Passage for review:
--------

Engineering - SRE Platforms - Site Reliability Engineer - Vice President

Job Description

Site Reliability Engineering (SRE) is an engineering discipline that combines software and systems engineering to build and run scalable, massively distributed, fault‑tolerant systems. At Goldman Sachs, the SRE team improves the availability and reliability of the firm’s most critical platform services and ensures they meet the requirements of internal and external users. The team develops and maintains platforms and tools, including central logging, monitoring, agents, alerting, capacity planning, operational readiness assessments, incident post‑mortems, SLIs/SLOs, and deployment automation.

Role Overview

As a Site Reliability Engineer at Goldman Sachs, you will provide technical leadership, mentoring, and cross‑functional collaboration to ensure the availability, reliability, and scalability of the firm’s critical platform applications and services.

--------

Provided data:

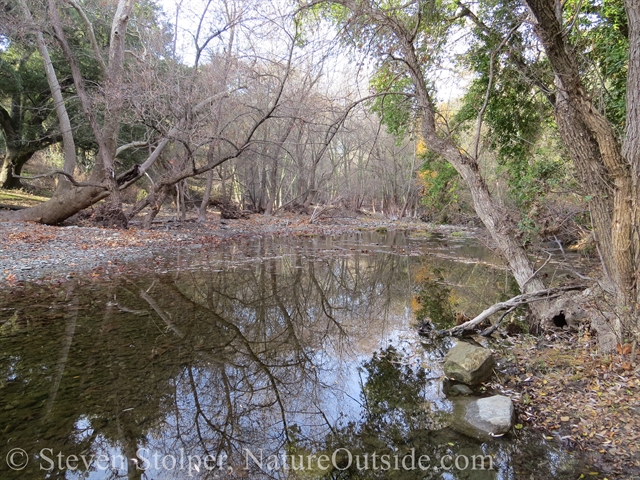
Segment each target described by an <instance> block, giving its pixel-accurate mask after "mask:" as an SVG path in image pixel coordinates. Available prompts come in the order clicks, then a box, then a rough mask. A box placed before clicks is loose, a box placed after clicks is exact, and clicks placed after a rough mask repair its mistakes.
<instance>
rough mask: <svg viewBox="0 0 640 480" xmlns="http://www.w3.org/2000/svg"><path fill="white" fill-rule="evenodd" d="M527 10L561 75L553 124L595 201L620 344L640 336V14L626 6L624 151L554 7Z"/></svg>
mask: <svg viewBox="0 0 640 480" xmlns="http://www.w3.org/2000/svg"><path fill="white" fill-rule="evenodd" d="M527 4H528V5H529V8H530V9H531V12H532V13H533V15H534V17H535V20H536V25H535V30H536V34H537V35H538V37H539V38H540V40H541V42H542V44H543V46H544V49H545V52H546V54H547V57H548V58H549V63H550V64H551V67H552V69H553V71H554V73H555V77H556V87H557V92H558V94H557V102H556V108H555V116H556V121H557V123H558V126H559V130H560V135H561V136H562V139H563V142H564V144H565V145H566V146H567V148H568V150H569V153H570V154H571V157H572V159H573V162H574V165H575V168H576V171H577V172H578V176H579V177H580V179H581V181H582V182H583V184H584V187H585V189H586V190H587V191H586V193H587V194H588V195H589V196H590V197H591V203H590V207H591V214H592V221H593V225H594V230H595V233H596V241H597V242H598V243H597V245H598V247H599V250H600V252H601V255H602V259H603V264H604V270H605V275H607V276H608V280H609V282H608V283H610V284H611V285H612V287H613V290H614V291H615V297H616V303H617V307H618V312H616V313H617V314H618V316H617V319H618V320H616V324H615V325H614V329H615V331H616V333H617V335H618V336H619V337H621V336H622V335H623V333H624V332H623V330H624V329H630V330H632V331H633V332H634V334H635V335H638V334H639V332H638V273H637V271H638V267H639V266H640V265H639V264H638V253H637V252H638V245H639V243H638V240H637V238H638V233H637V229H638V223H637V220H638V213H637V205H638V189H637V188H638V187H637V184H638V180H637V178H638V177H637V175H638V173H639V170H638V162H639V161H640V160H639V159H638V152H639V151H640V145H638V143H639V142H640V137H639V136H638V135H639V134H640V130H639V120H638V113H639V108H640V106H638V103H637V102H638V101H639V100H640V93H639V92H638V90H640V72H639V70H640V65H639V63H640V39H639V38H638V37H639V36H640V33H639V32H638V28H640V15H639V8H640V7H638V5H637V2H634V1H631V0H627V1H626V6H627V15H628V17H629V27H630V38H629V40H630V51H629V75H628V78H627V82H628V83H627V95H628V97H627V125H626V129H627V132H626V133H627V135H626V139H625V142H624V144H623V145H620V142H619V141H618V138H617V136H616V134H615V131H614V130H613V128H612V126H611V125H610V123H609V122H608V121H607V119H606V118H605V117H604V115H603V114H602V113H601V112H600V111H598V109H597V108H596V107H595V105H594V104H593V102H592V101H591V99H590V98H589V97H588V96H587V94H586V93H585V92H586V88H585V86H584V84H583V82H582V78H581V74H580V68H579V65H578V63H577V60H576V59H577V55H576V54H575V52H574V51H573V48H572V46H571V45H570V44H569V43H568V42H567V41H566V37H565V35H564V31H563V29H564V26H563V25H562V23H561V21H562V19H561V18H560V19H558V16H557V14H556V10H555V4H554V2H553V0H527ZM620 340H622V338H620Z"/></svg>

--------

Problem set:
A – In the job description, what does the SRE team improve at Goldman Sachs?
B – Please copy word for word the part of the job description that opens with the words containing "Engineering - SRE" and closes with "and deployment automation.".

Expected outputs:
A – The availability and reliability of the firm's most critical platform services.

B –
Engineering - SRE Platforms - Site Reliability Engineer - Vice President

Job Description

Site Reliability Engineering (SRE) is an engineering discipline that combines software and systems engineering to build and run scalable, massively distributed, fault‑tolerant systems. At Goldman Sachs, the SRE team improves the availability and reliability of the firm’s most critical platform services and ensures they meet the requirements of internal and external users. The team develops and maintains platforms and tools, including central logging, monitoring, agents, alerting, capacity planning, operational readiness assessments, incident post‑mortems, SLIs/SLOs, and deployment automation.